┌─ DATASET RECORDS

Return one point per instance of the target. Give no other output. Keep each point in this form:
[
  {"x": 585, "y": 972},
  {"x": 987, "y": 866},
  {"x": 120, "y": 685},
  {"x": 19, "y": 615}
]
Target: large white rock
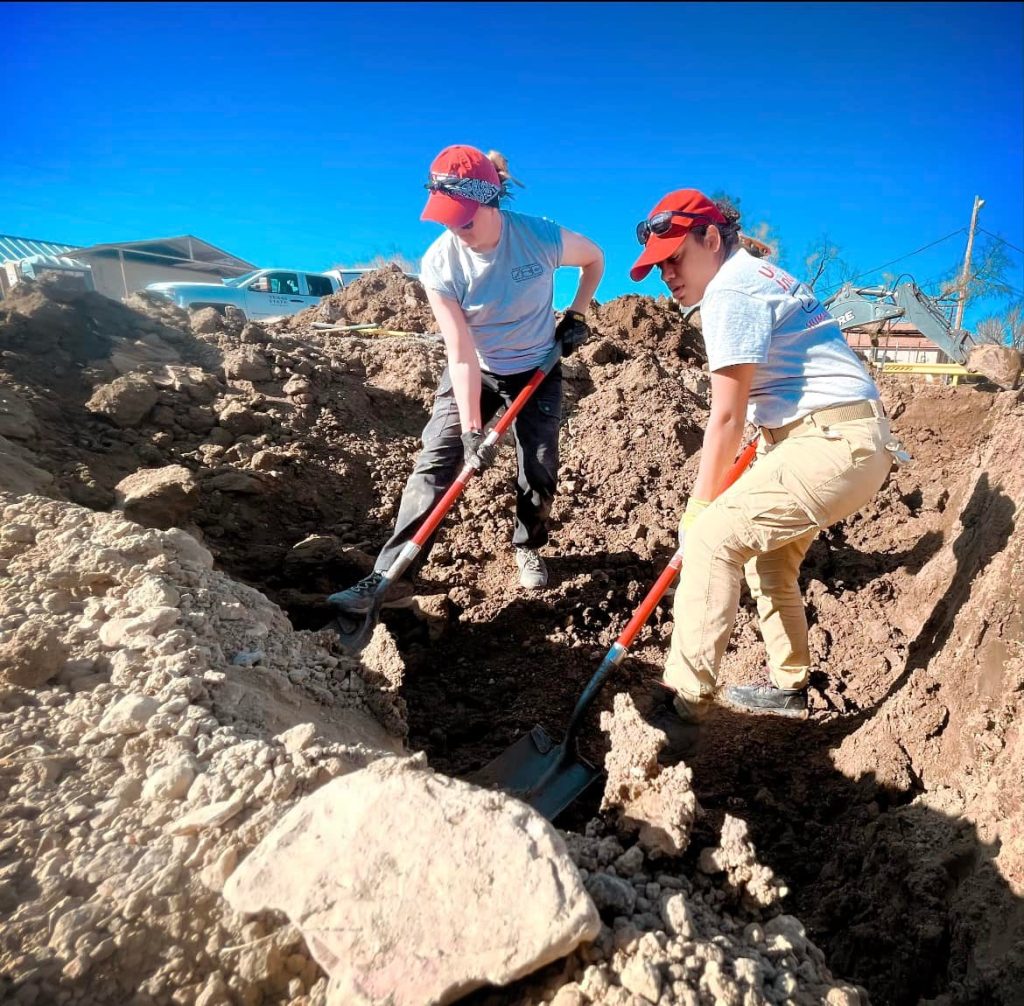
[{"x": 412, "y": 888}]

└─

PROBLEM TO WORK ON
Set down every record word for word and leave out the pictures.

WRITTEN ANSWER
Return one point per instance of the target. Give no other output. Keep each point in this form:
[
  {"x": 585, "y": 972},
  {"x": 987, "y": 866},
  {"x": 120, "y": 685},
  {"x": 19, "y": 615}
]
Target: large white rock
[{"x": 412, "y": 888}]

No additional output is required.